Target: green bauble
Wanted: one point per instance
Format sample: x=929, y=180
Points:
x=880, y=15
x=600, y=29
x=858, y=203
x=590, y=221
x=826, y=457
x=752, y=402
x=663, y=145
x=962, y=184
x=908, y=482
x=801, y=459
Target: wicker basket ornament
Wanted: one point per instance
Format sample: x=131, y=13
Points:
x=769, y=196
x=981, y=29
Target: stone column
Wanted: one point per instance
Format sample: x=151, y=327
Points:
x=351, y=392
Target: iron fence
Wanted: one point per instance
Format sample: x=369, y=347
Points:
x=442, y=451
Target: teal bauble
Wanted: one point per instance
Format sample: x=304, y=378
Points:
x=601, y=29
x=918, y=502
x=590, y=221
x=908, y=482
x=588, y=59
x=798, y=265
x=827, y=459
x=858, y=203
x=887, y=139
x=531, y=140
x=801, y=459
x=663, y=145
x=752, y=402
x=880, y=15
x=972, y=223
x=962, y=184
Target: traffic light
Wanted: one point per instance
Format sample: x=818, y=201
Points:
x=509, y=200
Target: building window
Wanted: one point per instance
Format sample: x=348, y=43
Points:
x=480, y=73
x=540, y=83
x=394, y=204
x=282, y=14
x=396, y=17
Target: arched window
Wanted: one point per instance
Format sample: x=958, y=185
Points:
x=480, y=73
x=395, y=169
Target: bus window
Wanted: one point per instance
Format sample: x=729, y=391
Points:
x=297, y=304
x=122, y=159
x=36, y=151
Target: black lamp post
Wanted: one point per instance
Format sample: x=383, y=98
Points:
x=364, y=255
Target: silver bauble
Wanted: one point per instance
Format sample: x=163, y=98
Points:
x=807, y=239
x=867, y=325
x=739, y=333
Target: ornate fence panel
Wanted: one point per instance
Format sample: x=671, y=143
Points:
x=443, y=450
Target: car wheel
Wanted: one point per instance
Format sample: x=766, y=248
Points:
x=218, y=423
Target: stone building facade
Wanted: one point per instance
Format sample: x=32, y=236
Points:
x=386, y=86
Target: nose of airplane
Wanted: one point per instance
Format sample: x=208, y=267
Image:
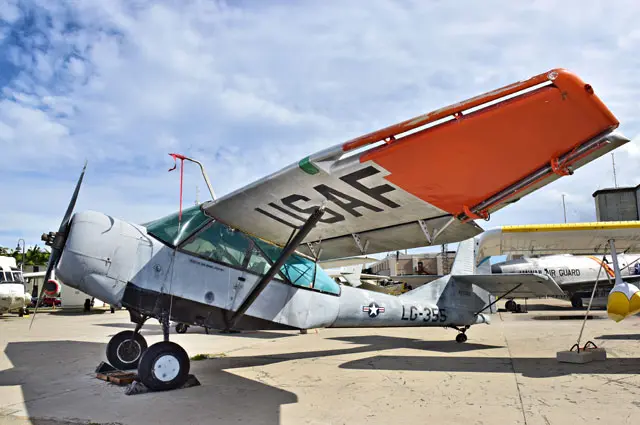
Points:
x=98, y=254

Assignment :: Make an exact copy of all the material, but keep the pictures out of it.

Result below ::
Target: green bauble
Wanted: one point per instance
Format sample: x=929, y=180
Points:
x=880, y=15
x=600, y=29
x=858, y=203
x=590, y=221
x=826, y=457
x=752, y=402
x=663, y=145
x=962, y=184
x=908, y=482
x=801, y=459
Target: wicker basket ornament
Wanted: one point per instance
Format sample: x=131, y=13
Points:
x=769, y=196
x=981, y=29
Target: stone column
Wanted: one point per instance
Format sample: x=151, y=327
Points:
x=351, y=392
Target: iron fence
Wanted: one point per instance
Format sample: x=369, y=347
Points:
x=442, y=451
Target: teal bauble
Wanted: one point per instance
Format sample: x=304, y=378
Points:
x=601, y=29
x=918, y=502
x=590, y=221
x=908, y=482
x=588, y=59
x=798, y=265
x=827, y=459
x=858, y=203
x=887, y=139
x=531, y=140
x=801, y=459
x=663, y=145
x=752, y=402
x=880, y=15
x=972, y=223
x=962, y=184
Target: traffic light
Wanted: one point per instance
Format sample: x=818, y=201
Points:
x=509, y=200
Target: building window
Wanted: one point per instance
Format sample: x=348, y=43
Points:
x=480, y=73
x=540, y=83
x=394, y=204
x=282, y=14
x=396, y=17
Target: arched window
Wanted: one point per instance
Format sample: x=958, y=185
Points:
x=480, y=73
x=395, y=169
Target: bus window
Wanted: one point per instance
Format sample: x=729, y=391
Points:
x=297, y=304
x=122, y=159
x=36, y=151
Target: black lamp post
Wanted: one point per instance
Format sample: x=383, y=98
Points:
x=364, y=255
Target: silver bauble
Wanted: one point per instance
Format sample: x=163, y=98
Points:
x=807, y=239
x=867, y=325
x=739, y=333
Target: ornate fence panel
Wanted: one point per instance
Format sample: x=671, y=143
Points:
x=443, y=450
Target: car wheel
Wanted: one point per instance
Format sample: x=766, y=248
Points:
x=218, y=423
Target: stone building facade
Wanted: one point per instance
Format sample: x=32, y=236
Points:
x=386, y=86
Target: nose of airplane
Wanted: one point per instance
Format sample: x=208, y=267
Image:
Points:
x=98, y=254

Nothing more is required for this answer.